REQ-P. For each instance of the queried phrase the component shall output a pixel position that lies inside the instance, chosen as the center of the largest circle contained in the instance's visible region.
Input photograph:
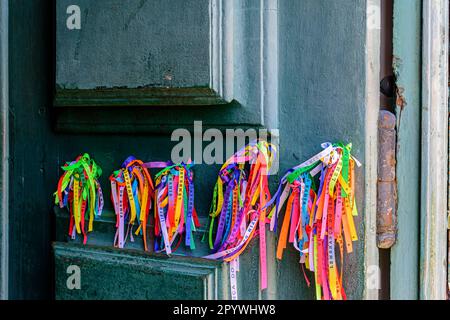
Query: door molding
(433, 267)
(4, 153)
(373, 41)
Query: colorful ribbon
(238, 210)
(174, 211)
(80, 192)
(131, 194)
(319, 215)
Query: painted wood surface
(319, 100)
(322, 98)
(4, 151)
(404, 272)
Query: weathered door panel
(295, 77)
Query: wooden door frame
(4, 153)
(433, 255)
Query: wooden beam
(373, 39)
(406, 63)
(4, 152)
(433, 267)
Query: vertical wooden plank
(322, 87)
(434, 150)
(4, 152)
(406, 64)
(372, 64)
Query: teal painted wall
(322, 92)
(321, 60)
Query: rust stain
(401, 101)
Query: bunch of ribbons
(131, 194)
(321, 205)
(175, 215)
(238, 211)
(80, 192)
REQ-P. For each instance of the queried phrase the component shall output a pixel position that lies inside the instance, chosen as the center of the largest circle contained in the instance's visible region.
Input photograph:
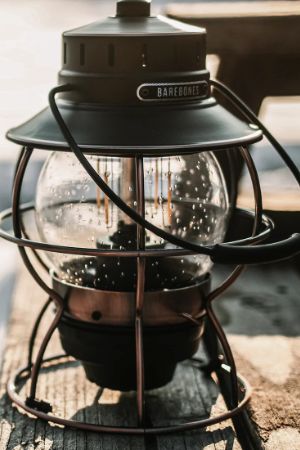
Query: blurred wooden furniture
(258, 44)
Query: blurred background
(30, 34)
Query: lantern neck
(133, 8)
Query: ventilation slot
(111, 55)
(144, 56)
(65, 53)
(82, 54)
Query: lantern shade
(126, 130)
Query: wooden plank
(230, 10)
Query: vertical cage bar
(140, 288)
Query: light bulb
(184, 195)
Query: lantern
(132, 208)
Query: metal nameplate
(157, 92)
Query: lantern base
(34, 409)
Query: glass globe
(184, 195)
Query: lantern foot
(41, 409)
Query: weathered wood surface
(189, 396)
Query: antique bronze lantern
(132, 208)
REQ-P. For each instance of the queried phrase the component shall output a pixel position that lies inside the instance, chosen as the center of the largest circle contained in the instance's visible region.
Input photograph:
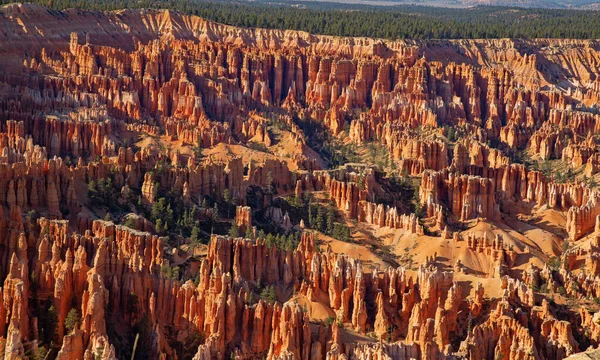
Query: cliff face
(110, 115)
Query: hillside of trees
(397, 22)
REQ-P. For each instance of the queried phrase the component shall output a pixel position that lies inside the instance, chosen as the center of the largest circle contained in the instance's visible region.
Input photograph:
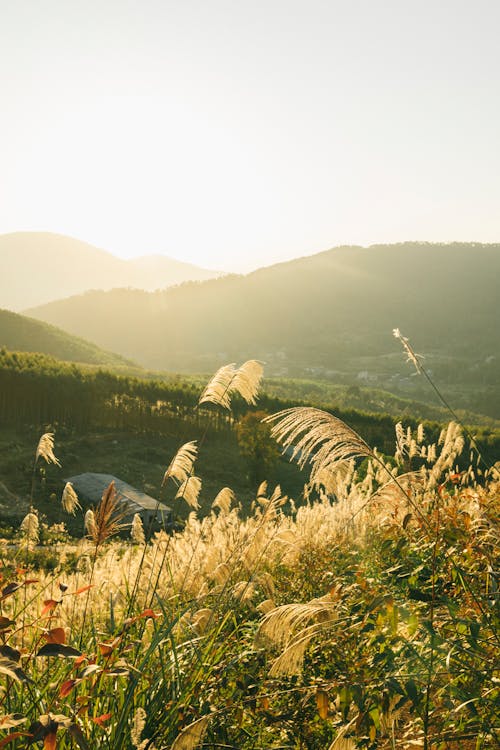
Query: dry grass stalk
(69, 499)
(412, 356)
(89, 523)
(45, 449)
(316, 437)
(30, 529)
(182, 463)
(224, 500)
(192, 735)
(137, 530)
(228, 380)
(138, 724)
(189, 491)
(108, 517)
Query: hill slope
(20, 333)
(37, 267)
(329, 314)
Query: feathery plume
(224, 499)
(89, 523)
(247, 380)
(45, 449)
(137, 530)
(107, 517)
(181, 465)
(189, 491)
(192, 735)
(316, 437)
(29, 529)
(228, 380)
(412, 356)
(262, 490)
(137, 728)
(69, 499)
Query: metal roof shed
(90, 488)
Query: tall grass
(364, 616)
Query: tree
(256, 445)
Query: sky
(239, 133)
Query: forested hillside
(328, 315)
(20, 333)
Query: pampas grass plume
(137, 530)
(45, 449)
(69, 499)
(182, 463)
(189, 491)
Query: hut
(90, 488)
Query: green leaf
(58, 649)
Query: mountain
(37, 267)
(327, 315)
(19, 333)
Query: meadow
(362, 616)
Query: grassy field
(366, 617)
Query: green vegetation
(127, 426)
(28, 335)
(365, 619)
(327, 316)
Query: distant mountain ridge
(38, 267)
(22, 334)
(332, 312)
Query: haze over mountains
(22, 334)
(329, 314)
(38, 267)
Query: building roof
(90, 487)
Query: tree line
(38, 389)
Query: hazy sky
(236, 133)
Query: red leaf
(101, 720)
(56, 635)
(106, 648)
(66, 688)
(49, 605)
(13, 736)
(149, 613)
(80, 591)
(50, 741)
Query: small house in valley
(90, 488)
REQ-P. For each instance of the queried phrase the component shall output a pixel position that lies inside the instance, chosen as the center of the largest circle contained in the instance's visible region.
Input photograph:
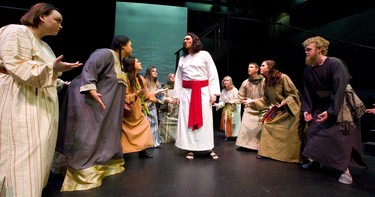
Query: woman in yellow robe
(136, 132)
(280, 139)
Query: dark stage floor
(235, 173)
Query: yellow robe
(281, 136)
(28, 112)
(136, 131)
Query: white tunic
(28, 112)
(199, 66)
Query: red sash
(195, 108)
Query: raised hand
(60, 66)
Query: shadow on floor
(235, 173)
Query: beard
(312, 60)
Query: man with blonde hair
(325, 82)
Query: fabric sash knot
(195, 109)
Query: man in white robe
(196, 87)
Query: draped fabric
(230, 121)
(199, 66)
(251, 127)
(28, 111)
(326, 142)
(136, 131)
(195, 109)
(89, 136)
(168, 118)
(281, 137)
(153, 118)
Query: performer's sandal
(189, 156)
(213, 155)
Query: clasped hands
(60, 66)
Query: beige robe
(280, 139)
(251, 127)
(28, 112)
(136, 131)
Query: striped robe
(28, 112)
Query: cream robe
(232, 111)
(199, 66)
(28, 112)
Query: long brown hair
(148, 79)
(132, 73)
(273, 75)
(196, 45)
(31, 18)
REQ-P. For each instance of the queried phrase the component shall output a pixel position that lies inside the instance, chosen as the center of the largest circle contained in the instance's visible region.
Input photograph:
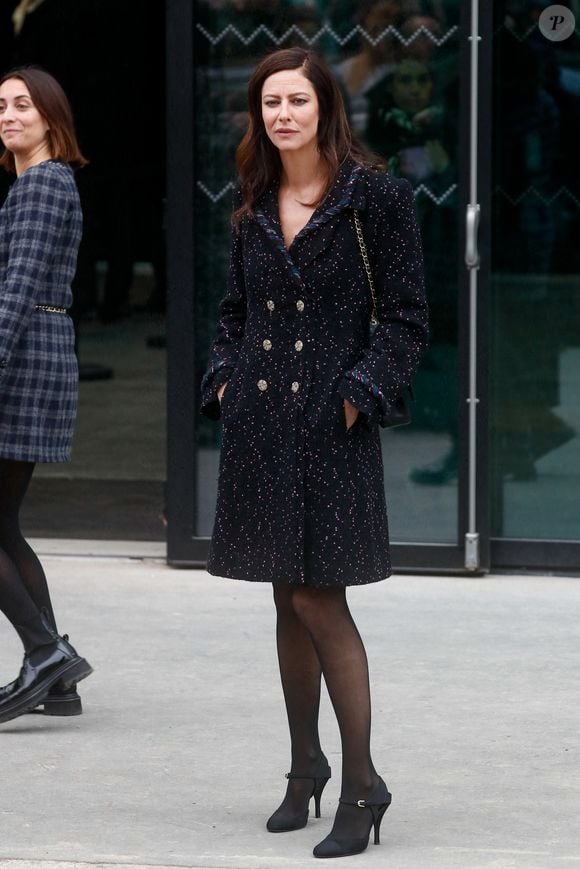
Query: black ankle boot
(50, 662)
(347, 843)
(283, 820)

» **WHAT IS EXPECTED**
Omit the pictures. Output every record above word for word.

» **FULL ANSWER**
REQ-P. For each instance of the queried phrase the component shall output a pixel position that lies inside the instance, chosen as the center of the largest circle contained in the instance's visible region.
Input photograph:
Query: door molding
(433, 267)
(4, 153)
(373, 41)
Query: colorful ribbon
(238, 210)
(174, 211)
(80, 192)
(131, 194)
(319, 215)
Query: painted wood surface
(319, 100)
(322, 98)
(4, 151)
(404, 272)
Query: weathered door panel
(295, 77)
Query: wooden door frame
(4, 153)
(433, 255)
Query: wooden beam
(373, 39)
(406, 63)
(4, 152)
(433, 267)
Query: vertical wooden plank
(322, 87)
(434, 150)
(4, 152)
(406, 64)
(372, 64)
Query: teal painted wall
(322, 92)
(321, 60)
Query: rust stain
(401, 101)
Query: bunch of ribbons
(131, 194)
(321, 205)
(175, 215)
(238, 211)
(80, 192)
REQ-P. For each instance of the queried phrase the component shall output a pixel position that lies inside the instance, chosen as the center of the largest circle contained in the instance's visible region.
Input photograph:
Query: blurred wooden furniture
(258, 44)
Query: blurred background
(30, 34)
Query: lantern neck
(133, 8)
Query: ventilation slot
(111, 55)
(144, 56)
(65, 53)
(82, 54)
Query: lantern shade
(126, 130)
Query: wooden plank
(230, 10)
Query: vertical cage bar
(140, 288)
Query: light bulb
(184, 195)
Query: lantern
(132, 208)
Query: metal nameplate
(157, 92)
Query: lantern base
(34, 409)
Query: glass globe
(184, 195)
Query: lantern foot
(41, 409)
Query: weathered wood surface
(189, 396)
Query: antique bronze lantern
(132, 208)
REQ-P. For each instance of the queried phrase the component shall output a pixel position that lies inside the instance, chosen as the center of the largest circle contained in the instance's visible region.
Input photograph:
Query: cliff face
(110, 115)
Query: hillside of trees
(397, 22)
REQ-P. For each instance of the queried phrase the component shall output a pixel position that lies inside the instance, chosen as the center of the largest circle contained in the instance's visible region.
Input photograph:
Query: dry grass stalk
(69, 499)
(412, 356)
(89, 523)
(45, 449)
(316, 437)
(30, 529)
(182, 463)
(224, 500)
(192, 735)
(137, 530)
(228, 380)
(138, 724)
(189, 491)
(108, 517)
Query: hill slope
(20, 333)
(37, 267)
(329, 314)
Query: feathery plume
(224, 499)
(89, 523)
(247, 380)
(45, 449)
(137, 530)
(107, 517)
(181, 465)
(189, 491)
(192, 735)
(316, 437)
(29, 529)
(228, 380)
(412, 356)
(262, 490)
(137, 728)
(69, 499)
Query: metal roof shed
(90, 488)
Query: tall grass
(364, 616)
Query: tree
(256, 445)
Query: sky
(239, 133)
Query: forested hillside
(328, 315)
(20, 333)
Query: pampas grass plume
(137, 530)
(45, 449)
(69, 499)
(182, 463)
(189, 491)
Query: hut
(90, 488)
Query: green leaf
(58, 649)
Query: mountain
(37, 267)
(327, 315)
(19, 333)
Query: meadow
(362, 616)
Query: grassy field
(366, 617)
Query: green vegetation
(127, 426)
(28, 335)
(365, 619)
(327, 316)
Query: distant mountain ridge
(38, 267)
(22, 334)
(332, 312)
Query: haze over mountains
(22, 334)
(329, 314)
(38, 267)
Query: building roof
(90, 487)
Query: tree line
(38, 389)
Query: hazy sky
(236, 133)
Query: red leaf
(101, 720)
(56, 635)
(106, 648)
(66, 688)
(49, 605)
(13, 736)
(149, 613)
(80, 591)
(50, 741)
Query: small house in valley
(90, 488)
REQ-P. For each instance of the queried phrase the component shall output a pixel position that lies inside the instance, chosen as the center of the largest circle contained in the instance's visible region.
Input photograph:
Query: woman in yellow robe
(136, 132)
(280, 139)
Query: dark stage floor
(235, 173)
Query: yellow robe
(281, 136)
(28, 112)
(136, 131)
Query: white tunic
(28, 112)
(199, 66)
Query: red sash
(195, 108)
Query: raised hand
(60, 66)
Query: shadow on floor
(235, 173)
Query: beard
(312, 60)
Query: man with blonde hair
(325, 82)
Query: fabric sash knot
(195, 109)
Query: man in white robe
(196, 87)
Query: draped fabric
(230, 121)
(199, 66)
(251, 127)
(28, 111)
(326, 142)
(136, 131)
(195, 109)
(89, 136)
(168, 118)
(281, 137)
(153, 118)
Query: performer's sandal
(189, 156)
(213, 155)
Query: clasped hands
(60, 66)
Query: beige robe
(280, 139)
(251, 127)
(28, 112)
(136, 131)
Query: striped robe
(28, 112)
Query: cream robe
(232, 111)
(199, 66)
(28, 112)
Query: long brown hair
(148, 79)
(132, 73)
(273, 75)
(196, 45)
(31, 18)
REQ-P. For each instance of the queried phrase the component shall output a pixel position that lies inside the instance, chosen as the center of the largest circle contained in the instance's visible region.
Input photograph:
Query: black ankle boot
(50, 662)
(347, 843)
(283, 820)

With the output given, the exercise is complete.